Challenge: Identify the line in which "For the benchmark, mark every instance of the latte" appears, then reproduce that line and all remaining lines of the records word for word.

start Data provided

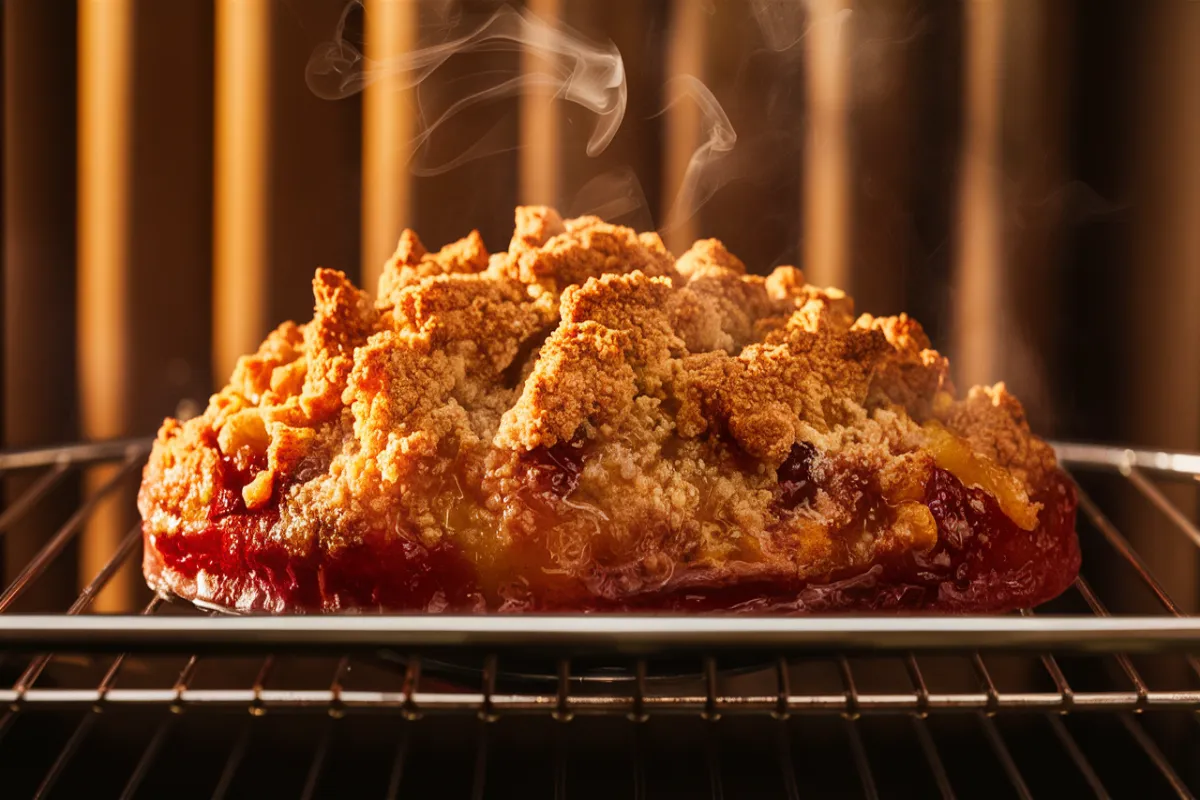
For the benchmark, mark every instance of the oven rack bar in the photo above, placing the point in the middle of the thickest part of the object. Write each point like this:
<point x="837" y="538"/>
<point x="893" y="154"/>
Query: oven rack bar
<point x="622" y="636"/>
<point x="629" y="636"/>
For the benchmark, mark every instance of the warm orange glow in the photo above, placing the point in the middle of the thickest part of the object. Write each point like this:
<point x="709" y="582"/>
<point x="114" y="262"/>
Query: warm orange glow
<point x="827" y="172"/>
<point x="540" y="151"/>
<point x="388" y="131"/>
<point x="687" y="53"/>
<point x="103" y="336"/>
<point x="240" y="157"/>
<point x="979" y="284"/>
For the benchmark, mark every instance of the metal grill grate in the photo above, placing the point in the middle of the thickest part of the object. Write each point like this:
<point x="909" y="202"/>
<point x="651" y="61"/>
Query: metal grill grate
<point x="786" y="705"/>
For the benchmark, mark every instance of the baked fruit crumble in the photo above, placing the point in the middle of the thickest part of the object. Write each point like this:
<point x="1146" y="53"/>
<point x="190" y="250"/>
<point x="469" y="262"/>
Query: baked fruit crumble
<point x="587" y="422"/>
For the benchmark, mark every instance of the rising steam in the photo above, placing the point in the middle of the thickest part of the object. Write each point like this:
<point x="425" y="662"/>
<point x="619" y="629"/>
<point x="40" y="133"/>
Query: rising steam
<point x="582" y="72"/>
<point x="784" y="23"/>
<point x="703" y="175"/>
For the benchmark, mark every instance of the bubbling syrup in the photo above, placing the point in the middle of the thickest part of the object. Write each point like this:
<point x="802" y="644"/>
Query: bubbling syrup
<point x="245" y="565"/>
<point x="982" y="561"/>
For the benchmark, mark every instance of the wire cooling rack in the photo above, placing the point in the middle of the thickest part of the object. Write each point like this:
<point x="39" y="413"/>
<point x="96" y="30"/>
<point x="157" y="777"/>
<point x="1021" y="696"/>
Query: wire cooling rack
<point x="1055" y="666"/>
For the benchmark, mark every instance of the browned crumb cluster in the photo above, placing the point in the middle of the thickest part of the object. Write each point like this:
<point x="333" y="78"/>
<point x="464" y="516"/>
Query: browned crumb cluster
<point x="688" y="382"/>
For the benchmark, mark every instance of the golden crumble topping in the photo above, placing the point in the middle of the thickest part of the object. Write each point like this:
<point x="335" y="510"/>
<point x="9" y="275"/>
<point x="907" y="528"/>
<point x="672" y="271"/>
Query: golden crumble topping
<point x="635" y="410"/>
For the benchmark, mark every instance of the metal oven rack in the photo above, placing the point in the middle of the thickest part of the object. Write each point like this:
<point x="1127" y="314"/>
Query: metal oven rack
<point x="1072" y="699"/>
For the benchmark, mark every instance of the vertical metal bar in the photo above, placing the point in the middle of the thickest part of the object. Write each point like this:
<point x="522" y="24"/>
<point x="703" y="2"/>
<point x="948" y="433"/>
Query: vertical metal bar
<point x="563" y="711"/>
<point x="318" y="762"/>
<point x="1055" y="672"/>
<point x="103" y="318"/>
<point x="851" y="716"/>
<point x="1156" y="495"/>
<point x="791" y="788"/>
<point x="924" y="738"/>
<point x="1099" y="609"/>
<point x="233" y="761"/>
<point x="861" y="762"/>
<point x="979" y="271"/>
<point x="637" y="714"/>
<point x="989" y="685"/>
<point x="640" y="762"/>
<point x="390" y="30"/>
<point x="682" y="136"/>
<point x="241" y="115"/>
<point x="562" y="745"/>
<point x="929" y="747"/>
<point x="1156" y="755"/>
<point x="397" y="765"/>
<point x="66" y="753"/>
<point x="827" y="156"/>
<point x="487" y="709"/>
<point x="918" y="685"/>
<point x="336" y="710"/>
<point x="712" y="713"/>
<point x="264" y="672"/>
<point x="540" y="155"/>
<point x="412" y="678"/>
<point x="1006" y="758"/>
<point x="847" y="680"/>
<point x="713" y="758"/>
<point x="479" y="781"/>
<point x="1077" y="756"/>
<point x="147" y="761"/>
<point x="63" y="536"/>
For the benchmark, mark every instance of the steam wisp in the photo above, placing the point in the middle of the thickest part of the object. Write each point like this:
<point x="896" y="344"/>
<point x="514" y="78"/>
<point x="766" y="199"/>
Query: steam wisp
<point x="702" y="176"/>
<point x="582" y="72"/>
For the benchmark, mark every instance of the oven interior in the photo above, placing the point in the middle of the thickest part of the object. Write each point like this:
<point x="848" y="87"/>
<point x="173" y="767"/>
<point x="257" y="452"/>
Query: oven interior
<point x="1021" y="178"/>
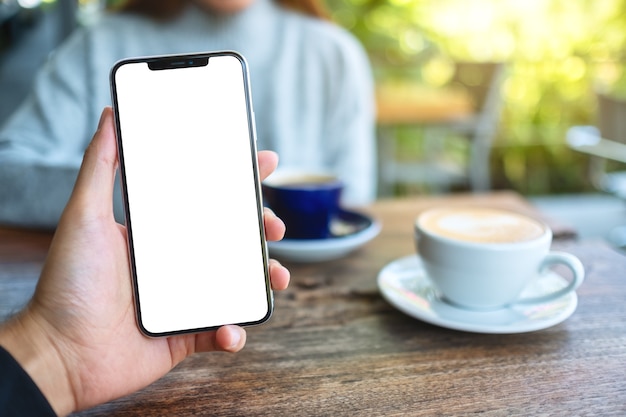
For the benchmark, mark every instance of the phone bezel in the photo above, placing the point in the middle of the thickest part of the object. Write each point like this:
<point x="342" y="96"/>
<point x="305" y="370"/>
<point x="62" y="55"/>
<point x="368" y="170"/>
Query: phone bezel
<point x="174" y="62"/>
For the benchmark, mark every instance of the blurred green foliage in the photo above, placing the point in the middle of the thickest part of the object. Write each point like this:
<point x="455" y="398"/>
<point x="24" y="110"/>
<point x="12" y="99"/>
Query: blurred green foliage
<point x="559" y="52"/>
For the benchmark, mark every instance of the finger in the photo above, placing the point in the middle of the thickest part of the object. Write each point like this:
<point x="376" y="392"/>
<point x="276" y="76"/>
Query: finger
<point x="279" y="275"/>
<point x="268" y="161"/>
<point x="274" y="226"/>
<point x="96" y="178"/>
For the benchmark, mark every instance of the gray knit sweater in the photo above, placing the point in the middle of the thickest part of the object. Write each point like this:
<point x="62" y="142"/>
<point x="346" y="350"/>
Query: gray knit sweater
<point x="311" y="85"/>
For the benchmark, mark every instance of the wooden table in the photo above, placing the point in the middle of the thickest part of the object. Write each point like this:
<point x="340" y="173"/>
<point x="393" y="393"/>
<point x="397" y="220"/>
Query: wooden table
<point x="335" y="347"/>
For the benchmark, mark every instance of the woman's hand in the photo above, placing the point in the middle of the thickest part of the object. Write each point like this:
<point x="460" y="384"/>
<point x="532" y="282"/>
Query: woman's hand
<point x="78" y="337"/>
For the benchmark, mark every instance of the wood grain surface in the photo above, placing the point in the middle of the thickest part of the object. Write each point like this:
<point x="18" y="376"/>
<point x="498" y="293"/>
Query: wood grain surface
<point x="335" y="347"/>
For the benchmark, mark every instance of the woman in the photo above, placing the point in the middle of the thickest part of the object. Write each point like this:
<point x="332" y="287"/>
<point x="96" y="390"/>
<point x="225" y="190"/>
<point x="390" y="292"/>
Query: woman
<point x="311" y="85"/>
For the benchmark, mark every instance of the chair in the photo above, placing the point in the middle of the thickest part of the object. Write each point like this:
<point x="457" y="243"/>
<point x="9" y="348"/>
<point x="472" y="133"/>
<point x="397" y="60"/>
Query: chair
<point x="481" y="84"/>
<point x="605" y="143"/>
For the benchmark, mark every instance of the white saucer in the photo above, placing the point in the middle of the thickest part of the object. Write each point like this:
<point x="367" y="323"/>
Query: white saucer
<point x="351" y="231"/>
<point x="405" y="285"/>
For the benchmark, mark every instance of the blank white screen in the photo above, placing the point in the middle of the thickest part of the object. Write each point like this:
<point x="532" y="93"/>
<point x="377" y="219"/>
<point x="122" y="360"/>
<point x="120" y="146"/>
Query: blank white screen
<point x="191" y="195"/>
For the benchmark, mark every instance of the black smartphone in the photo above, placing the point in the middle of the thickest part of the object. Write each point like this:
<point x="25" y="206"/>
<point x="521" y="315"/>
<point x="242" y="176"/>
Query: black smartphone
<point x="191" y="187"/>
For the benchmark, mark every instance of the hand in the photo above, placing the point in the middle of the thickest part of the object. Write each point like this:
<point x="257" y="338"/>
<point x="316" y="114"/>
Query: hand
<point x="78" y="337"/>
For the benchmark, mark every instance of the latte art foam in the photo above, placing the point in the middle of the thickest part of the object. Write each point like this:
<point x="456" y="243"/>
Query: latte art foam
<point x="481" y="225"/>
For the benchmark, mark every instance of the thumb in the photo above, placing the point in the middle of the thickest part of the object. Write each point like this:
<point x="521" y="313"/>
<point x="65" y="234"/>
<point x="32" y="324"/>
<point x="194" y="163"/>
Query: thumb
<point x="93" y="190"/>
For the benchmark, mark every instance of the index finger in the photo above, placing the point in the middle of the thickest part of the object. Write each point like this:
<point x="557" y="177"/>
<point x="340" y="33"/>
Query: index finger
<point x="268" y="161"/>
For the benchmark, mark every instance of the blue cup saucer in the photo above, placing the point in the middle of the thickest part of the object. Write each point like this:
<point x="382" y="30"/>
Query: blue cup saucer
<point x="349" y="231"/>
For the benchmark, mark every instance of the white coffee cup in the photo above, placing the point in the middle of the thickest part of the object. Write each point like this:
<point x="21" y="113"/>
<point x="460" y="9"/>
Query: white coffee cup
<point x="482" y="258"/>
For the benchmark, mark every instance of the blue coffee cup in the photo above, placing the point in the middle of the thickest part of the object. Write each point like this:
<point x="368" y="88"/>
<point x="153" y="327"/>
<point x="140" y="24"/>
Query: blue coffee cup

end Data provided

Worked solution:
For the benchmark, mark every instance of the latte art foam in the photo above, placing the point in the middle of the thickest part of the object. Write each point like this:
<point x="456" y="243"/>
Query: latte art foam
<point x="481" y="225"/>
For the benchmark, mark every instance of the thumb in the photo above, placing the point in the middle of the thickest part of the object. Write each point like this:
<point x="521" y="313"/>
<point x="65" y="234"/>
<point x="32" y="324"/>
<point x="194" y="163"/>
Query: thumb
<point x="93" y="190"/>
For the benchmark, mark every instance of the index finger in the photo above, placing the point in the middle of the thickest part of the object. Write each point like this:
<point x="557" y="177"/>
<point x="340" y="33"/>
Query: index finger
<point x="268" y="161"/>
For the benchmark, mark every instance of the blue cup saucer in the photo above, placing the point in the middle of the thickest part of the object. Write each point like this:
<point x="382" y="30"/>
Query: blue cup saucer
<point x="349" y="231"/>
For the benchmark, mark every instance of the white coffee cup in the photo above, placing the point in the middle of the thickest part of the object. Write each point like this:
<point x="21" y="113"/>
<point x="460" y="9"/>
Query: white coffee cup
<point x="482" y="258"/>
For the benchmark, mark every instance of the blue coffee cup in the photo above, placing the point in the middle of the thickest part of the object. Write each point like this:
<point x="368" y="88"/>
<point x="153" y="327"/>
<point x="140" y="24"/>
Query: blue coffee cup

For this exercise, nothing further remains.